**A block of data**:
━━━━━━━━━━
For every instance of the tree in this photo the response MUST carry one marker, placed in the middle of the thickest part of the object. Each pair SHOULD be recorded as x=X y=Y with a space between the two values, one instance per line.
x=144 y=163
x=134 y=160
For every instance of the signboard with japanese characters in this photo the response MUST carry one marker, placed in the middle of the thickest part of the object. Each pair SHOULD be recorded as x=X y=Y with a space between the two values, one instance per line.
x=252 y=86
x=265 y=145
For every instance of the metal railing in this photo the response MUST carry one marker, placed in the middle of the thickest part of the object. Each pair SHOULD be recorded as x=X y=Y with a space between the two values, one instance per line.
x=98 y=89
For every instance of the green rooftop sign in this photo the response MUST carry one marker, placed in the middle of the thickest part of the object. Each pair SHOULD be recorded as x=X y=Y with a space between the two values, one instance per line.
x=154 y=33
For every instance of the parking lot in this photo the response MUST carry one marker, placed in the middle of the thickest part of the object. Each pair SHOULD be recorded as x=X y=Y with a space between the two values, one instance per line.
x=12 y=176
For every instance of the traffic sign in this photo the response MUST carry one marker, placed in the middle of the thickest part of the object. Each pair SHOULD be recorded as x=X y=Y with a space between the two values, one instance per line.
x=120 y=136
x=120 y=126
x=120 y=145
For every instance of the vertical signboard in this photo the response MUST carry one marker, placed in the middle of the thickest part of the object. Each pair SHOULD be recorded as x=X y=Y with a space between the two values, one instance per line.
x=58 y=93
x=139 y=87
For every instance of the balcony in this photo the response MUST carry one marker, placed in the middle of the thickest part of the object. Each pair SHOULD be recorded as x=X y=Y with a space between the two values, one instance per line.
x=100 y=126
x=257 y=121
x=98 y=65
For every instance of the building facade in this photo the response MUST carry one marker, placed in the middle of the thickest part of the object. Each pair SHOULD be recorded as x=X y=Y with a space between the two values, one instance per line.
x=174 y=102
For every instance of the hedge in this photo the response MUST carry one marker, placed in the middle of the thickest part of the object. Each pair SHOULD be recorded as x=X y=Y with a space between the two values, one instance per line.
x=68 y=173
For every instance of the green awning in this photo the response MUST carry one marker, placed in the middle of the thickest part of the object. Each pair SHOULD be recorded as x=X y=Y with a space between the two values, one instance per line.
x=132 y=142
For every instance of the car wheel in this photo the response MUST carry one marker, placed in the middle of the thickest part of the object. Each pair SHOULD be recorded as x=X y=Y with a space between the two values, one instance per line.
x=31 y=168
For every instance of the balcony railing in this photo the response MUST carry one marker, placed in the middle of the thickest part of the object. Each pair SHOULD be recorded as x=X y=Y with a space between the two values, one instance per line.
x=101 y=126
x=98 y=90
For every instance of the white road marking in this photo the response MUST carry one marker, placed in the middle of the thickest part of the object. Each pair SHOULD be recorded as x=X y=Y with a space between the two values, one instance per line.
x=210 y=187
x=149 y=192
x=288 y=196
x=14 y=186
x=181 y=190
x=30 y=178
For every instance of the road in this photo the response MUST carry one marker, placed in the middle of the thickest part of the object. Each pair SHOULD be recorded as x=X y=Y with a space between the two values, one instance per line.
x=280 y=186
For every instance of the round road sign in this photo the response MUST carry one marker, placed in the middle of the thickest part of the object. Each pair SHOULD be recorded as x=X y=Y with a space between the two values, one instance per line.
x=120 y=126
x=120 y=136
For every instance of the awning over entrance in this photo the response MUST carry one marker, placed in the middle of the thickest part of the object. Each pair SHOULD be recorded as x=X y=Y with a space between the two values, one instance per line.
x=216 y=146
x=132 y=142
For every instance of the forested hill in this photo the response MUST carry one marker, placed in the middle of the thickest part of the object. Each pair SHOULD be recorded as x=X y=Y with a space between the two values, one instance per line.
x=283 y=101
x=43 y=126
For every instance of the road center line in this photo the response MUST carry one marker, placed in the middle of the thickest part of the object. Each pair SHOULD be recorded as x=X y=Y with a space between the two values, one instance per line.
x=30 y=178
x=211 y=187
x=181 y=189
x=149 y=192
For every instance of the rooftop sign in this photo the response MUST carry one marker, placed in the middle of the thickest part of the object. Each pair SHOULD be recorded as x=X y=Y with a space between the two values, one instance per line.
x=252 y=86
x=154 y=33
━━━━━━━━━━
**Short problem**:
Rewrite the part of the listing that opens with the line containing "For every instance of the rooftop" and runs through the end of the listing as a two-column CSV with the headers "prompt" and "reply". Give one row for each request, with its text and its answer each in a single quoted field and line breaks replaced by spaces.

**Completed task**:
prompt,reply
"For every instance of the rooftop sign in this photo the response MUST carry one marker, placed in the middle of the thickest part of the object. Each pair SHOULD be recorded as x=X y=Y with a space between the two values, one instance per line.","x=252 y=86 x=154 y=33"